To-do list
1: Which academic degrees did Hurlbut earn, according to the Hurlbut tribute, and from which institution and in what year?
2: In the Hurlbut tribute, why did Hurlbut's focus turn to mineralogy in 1934?
3: From the Hurlbut tribute, reproduce the part that opens with the words containing "At a meeting" and closes with "the 20th century.".

---------- Source passage ----------

At a meeting of the Faculty of Arts and Sciences on Dec. 6, 2022, the following tribute to the life and service of the late Cornelius Searle Hurlbut, Jr., was spread upon the permanent records of the Faculty.
One of the most important mineralogists of the 20th century, Cornelius “Connie” Searle Hurlbut, Jr., spent more than half a century teaching, researching, and extensively writing about gems and minerals. Recognized for his expertise in the crystal structure of minerals and his many contributions to the knowledge of pegmatite mineralogy, he is probably best known for his work on multiple editions of “Dana’s Manual of Mineralogy,” which is universally regarded as the most complete and important book on the science of mineralogy of the 20th century.
Professor of Minerology, Emeritus, at Harvard, Hurlbut died at his home in Lexington, Massachusetts, on Sept. 1, 2005, at the age of 99. Born in Springfield, Massachusetts, on June 30, 1906, Hurlbut was the son of Cornelius S. and Marion A. Hurlbut. He graduated with a B.A. from Antioch College in 1929 and with his A.M. and Ph.D. from Harvard University in 1931 and 1933, respectively. Hurlbut trained under the Harvard professor Esper S. Larsen and wrote his dissertation on the Bonsall tonalite occurring in San Diego County, California. Hurlbut joined the faculty at Harvard in 1932 as a petrologist. However, in 1934 his focus turned to mineralogy after he was enlisted by then Mineralogical Museum Curator and Professor of Mineralogy Charles Palache to assist in teaching Harvard’s introductory mineralogy course. After Palache retired in 1940, Hurlbut took over teaching this course, which he continued to teach until retirement in 1972. In 1954, he became full Professor of Mineralogy. Hurlbut served as chair of Harvard’s Department of Mineralogy and Petrology from 1949 to 1960 and as a Visiting Professor at Boston College from 1974 to 1977. Hurlbut married Anne Dawson in 1932 and they had three children, Neil, Patricia (Patty), and Marcus (Marc), before she passed away in 1954. He married his second wife, Margaret Richards Carver, in 1956 and they spent nearly half a century together before she predeceased him in 2003. He is survived by Patty and Marc and by six grandchildren and six great-grandchildren.

---------- Data lines ----------

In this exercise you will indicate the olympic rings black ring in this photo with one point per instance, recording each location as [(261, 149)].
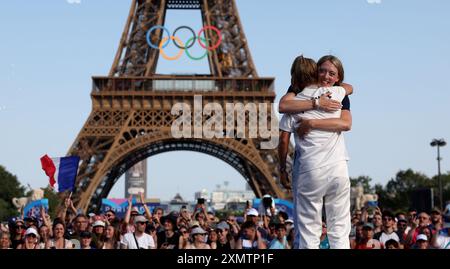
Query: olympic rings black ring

----------

Answers to the problems
1:
- B.A. from Antioch College in 1929
- A.M. from Harvard University in 1931
- Ph.D. from Harvard University in 1933

2: He had joined Harvard's faculty in 1932 as a petrologist. In 1934, Charles Palache, then curator of the Mineralogical Museum and Professor of Mineralogy, enlisted him to help teach Harvard's introductory mineralogy course, and his focus turned to mineralogy after that.

3:
At a meeting of the Faculty of Arts and Sciences on Dec. 6, 2022, the following tribute to the life and service of the late Cornelius Searle Hurlbut, Jr., was spread upon the permanent records of the Faculty.
One of the most important mineralogists of the 20th century, Cornelius “Connie” Searle Hurlbut, Jr., spent more than half a century teaching, researching, and extensively writing about gems and minerals. Recognized for his expertise in the crystal structure of minerals and his many contributions to the knowledge of pegmatite mineralogy, he is probably best known for his work on multiple editions of “Dana’s Manual of Mineralogy,” which is universally regarded as the most complete and important book on the science of mineralogy of the 20th century.